- What to produce
Give back exactly the lines from the start of the listing to the line containing "target | grey rock face", inclusive, and nothing beyond them.

- Source material
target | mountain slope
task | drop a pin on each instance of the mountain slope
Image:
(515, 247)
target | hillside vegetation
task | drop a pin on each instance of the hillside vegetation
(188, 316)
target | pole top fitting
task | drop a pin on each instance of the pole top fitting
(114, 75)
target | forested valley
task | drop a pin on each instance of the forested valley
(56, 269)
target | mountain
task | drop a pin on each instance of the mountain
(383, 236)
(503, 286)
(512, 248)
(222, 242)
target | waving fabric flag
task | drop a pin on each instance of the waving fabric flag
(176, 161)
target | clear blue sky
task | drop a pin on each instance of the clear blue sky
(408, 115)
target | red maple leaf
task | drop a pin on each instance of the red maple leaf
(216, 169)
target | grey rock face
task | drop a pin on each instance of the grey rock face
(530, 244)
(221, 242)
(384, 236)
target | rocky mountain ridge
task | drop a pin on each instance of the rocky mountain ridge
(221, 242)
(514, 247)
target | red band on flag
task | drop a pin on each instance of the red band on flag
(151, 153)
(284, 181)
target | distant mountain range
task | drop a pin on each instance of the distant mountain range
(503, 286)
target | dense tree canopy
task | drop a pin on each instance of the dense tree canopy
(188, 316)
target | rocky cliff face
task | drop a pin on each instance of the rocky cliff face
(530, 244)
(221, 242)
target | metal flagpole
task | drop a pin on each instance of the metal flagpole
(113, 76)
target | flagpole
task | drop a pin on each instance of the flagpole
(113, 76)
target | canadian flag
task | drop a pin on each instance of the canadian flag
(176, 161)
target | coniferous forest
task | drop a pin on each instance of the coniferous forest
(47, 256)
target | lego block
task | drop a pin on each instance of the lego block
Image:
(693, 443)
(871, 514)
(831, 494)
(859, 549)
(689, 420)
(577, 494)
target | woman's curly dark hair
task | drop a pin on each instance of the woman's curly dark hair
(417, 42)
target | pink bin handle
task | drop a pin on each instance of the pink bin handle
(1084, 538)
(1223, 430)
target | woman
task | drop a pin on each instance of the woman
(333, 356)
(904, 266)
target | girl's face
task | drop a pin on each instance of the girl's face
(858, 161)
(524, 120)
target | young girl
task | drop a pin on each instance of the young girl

- Exercise solution
target | mountain slope
task | drop a pin on each instance of the mountain slope
Image:
(515, 247)
target | hillside vegetation
task | drop a pin on each instance of the hillside vegetation
(188, 316)
target | pole top fitting
task | drop a pin on each instance of the pole top fitting
(114, 75)
target | forested valley
task | drop a pin on each instance of the forested valley
(56, 269)
target | mountain
task | drop a pin on each instance of the mountain
(383, 236)
(503, 286)
(512, 248)
(222, 242)
target | waving fabric flag
task | drop a pin on each instance of the waving fabric flag
(176, 161)
target | clear blue sky
task | drop a pin on each instance of the clear blue sky
(408, 115)
target | red maple leaf
task | drop a pin on each instance of the red maple leaf
(216, 169)
target | grey rock face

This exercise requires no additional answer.